:: TASK INSTRUCTIONS ::
Would you please output the data exactly, omitting no line?

:: THE RECORDS ::

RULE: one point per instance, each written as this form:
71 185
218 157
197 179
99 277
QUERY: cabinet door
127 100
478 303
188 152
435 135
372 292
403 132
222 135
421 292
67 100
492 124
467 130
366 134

:: RESULT OF THE TASK ::
RULE: one point per instance, each written as this form:
71 185
218 157
197 179
99 277
QUERY: cabinet door
127 100
478 303
188 152
435 135
372 292
403 132
222 135
421 292
67 100
492 124
467 130
366 134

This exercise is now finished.